───── Data for analysis
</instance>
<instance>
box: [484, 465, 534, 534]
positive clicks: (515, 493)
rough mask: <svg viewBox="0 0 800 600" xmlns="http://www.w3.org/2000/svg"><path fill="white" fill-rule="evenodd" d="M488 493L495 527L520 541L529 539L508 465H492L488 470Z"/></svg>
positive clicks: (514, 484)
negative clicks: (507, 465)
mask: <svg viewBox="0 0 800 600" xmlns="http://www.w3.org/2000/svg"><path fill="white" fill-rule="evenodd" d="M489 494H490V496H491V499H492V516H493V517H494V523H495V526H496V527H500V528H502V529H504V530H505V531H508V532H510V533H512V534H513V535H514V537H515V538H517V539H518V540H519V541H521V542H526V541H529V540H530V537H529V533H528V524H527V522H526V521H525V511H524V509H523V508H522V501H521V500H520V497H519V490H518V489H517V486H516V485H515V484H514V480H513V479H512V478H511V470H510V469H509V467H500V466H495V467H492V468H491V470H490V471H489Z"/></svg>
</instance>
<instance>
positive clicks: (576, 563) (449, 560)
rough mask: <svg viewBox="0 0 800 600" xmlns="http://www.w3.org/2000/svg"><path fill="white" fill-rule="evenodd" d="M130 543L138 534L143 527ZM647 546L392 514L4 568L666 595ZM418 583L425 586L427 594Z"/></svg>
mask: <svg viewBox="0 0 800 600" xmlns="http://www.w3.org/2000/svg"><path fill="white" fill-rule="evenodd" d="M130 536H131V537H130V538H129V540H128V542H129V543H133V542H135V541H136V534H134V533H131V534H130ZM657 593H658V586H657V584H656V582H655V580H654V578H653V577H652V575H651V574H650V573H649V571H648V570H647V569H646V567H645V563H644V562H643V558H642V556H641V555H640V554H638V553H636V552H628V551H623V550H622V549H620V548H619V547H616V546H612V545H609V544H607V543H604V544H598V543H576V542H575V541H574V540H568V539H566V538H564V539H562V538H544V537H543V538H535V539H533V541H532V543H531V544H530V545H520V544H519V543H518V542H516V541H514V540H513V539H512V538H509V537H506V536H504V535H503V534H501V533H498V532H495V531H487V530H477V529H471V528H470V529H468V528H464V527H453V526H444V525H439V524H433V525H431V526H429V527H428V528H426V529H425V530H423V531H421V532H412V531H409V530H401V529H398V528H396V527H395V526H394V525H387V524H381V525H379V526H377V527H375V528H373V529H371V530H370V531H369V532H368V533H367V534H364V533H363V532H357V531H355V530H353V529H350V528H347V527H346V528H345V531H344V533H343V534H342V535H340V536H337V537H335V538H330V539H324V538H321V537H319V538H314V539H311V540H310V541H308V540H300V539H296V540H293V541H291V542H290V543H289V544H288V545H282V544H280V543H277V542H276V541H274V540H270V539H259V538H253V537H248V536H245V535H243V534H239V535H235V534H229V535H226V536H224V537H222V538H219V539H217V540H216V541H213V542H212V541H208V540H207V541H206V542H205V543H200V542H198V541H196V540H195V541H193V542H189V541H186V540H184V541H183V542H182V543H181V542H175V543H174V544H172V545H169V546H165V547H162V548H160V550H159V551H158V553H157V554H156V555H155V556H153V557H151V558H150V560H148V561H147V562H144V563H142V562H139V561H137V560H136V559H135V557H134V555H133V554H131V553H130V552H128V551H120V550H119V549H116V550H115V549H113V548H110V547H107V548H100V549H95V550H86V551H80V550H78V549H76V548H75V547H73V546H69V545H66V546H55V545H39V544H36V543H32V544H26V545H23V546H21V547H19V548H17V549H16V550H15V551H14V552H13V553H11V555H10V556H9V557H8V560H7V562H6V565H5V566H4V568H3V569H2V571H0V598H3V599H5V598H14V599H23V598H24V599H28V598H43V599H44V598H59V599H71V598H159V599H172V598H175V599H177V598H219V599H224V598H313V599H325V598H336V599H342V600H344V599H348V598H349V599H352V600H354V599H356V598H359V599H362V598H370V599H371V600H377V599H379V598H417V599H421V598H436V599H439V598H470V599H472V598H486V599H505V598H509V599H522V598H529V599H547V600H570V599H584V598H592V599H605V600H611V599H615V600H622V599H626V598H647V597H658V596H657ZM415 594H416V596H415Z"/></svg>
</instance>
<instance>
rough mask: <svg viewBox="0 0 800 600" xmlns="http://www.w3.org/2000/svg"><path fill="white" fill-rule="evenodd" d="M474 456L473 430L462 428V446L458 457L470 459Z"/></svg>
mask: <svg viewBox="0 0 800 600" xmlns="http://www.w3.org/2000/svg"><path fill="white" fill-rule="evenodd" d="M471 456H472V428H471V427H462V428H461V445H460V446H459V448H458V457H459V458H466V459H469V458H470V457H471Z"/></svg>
──────────
• _Goal of the exercise_: Go through the entries above and write each one out exactly.

• _Answer area_:
</instance>
<instance>
box: [484, 465, 534, 534]
positive clicks: (515, 493)
rough mask: <svg viewBox="0 0 800 600" xmlns="http://www.w3.org/2000/svg"><path fill="white" fill-rule="evenodd" d="M488 493L495 527L520 541L529 539L508 465H492L488 470Z"/></svg>
positive clicks: (514, 484)
negative clicks: (507, 465)
mask: <svg viewBox="0 0 800 600" xmlns="http://www.w3.org/2000/svg"><path fill="white" fill-rule="evenodd" d="M489 494H490V496H491V499H492V516H493V517H494V523H495V526H496V527H500V528H502V529H504V530H505V531H508V532H510V533H512V534H513V535H514V537H515V538H517V539H518V540H519V541H521V542H526V541H529V540H530V537H529V533H528V524H527V522H526V521H525V511H524V509H523V508H522V501H521V500H520V497H519V490H518V489H517V486H516V485H515V484H514V480H513V479H512V478H511V470H510V469H509V467H500V466H495V467H492V468H491V470H490V471H489Z"/></svg>
</instance>
<instance>
positive clicks: (576, 563) (449, 560)
rough mask: <svg viewBox="0 0 800 600" xmlns="http://www.w3.org/2000/svg"><path fill="white" fill-rule="evenodd" d="M130 543L138 534L143 527ZM647 546L392 514L4 568L666 595ZM418 583L425 586L427 594Z"/></svg>
mask: <svg viewBox="0 0 800 600" xmlns="http://www.w3.org/2000/svg"><path fill="white" fill-rule="evenodd" d="M130 536H131V537H130V538H129V540H128V542H129V543H133V542H135V541H136V534H134V533H131V534H130ZM657 593H658V586H657V584H656V582H655V580H654V578H653V577H652V575H651V574H650V573H649V571H648V570H647V569H646V567H645V563H644V562H643V558H642V556H641V555H640V554H638V553H636V552H628V551H623V550H622V549H620V548H619V547H616V546H612V545H609V544H607V543H604V544H598V543H576V542H575V541H574V540H568V539H566V538H564V539H562V538H544V537H543V538H535V539H533V541H532V543H531V544H530V545H520V544H519V543H518V542H516V541H514V540H513V539H512V538H509V537H506V536H504V535H503V534H501V533H498V532H495V531H487V530H477V529H471V528H470V529H468V528H464V527H453V526H444V525H439V524H433V525H431V526H429V527H428V528H426V529H425V530H423V531H421V532H412V531H409V530H401V529H398V528H396V527H395V526H394V525H387V524H381V525H379V526H377V527H375V528H373V529H371V530H370V531H369V532H368V533H367V534H364V533H363V532H357V531H355V530H353V529H350V528H347V527H346V528H345V531H344V533H343V534H342V535H340V536H337V537H335V538H330V539H324V538H321V537H319V538H314V539H311V540H310V541H308V540H300V539H296V540H293V541H291V542H290V543H289V544H288V545H282V544H280V543H277V542H276V541H274V540H270V539H259V538H253V537H248V536H245V535H243V534H239V535H235V534H229V535H226V536H224V537H222V538H219V539H217V540H216V541H213V542H212V541H208V540H207V541H206V542H205V543H200V542H198V541H196V540H195V541H193V542H189V541H186V540H184V541H183V542H182V543H181V542H175V543H174V544H172V545H169V546H165V547H162V548H160V550H159V551H158V553H157V554H156V555H155V556H153V557H151V558H150V560H148V561H147V562H144V563H142V562H139V561H137V560H136V559H135V557H134V555H133V554H131V553H130V552H128V551H120V550H119V549H116V550H115V549H113V548H110V547H107V548H100V549H95V550H86V551H80V550H78V549H76V548H75V547H73V546H69V545H66V546H55V545H39V544H36V543H32V544H26V545H23V546H21V547H19V548H17V549H16V550H15V551H14V552H13V553H11V555H10V556H9V557H8V560H7V562H6V565H5V566H4V568H3V569H2V571H0V598H3V599H5V598H14V599H23V598H24V599H28V598H43V599H44V598H59V599H71V598H159V599H172V598H175V599H177V598H219V599H224V598H313V599H325V598H336V599H342V600H344V599H348V598H349V599H352V600H354V599H356V598H359V599H362V598H370V599H371V600H377V599H379V598H417V599H421V598H436V599H439V598H470V599H472V598H486V599H505V598H509V599H522V598H529V599H547V600H570V599H584V598H592V599H605V600H611V599H615V600H622V599H626V598H647V597H658V596H657ZM415 594H416V596H415Z"/></svg>
</instance>
<instance>
rough mask: <svg viewBox="0 0 800 600" xmlns="http://www.w3.org/2000/svg"><path fill="white" fill-rule="evenodd" d="M474 456L473 430L462 428V446L458 457L470 459Z"/></svg>
mask: <svg viewBox="0 0 800 600" xmlns="http://www.w3.org/2000/svg"><path fill="white" fill-rule="evenodd" d="M471 456H472V428H471V427H462V428H461V445H460V446H459V448H458V457H459V458H466V459H469V458H470V457H471Z"/></svg>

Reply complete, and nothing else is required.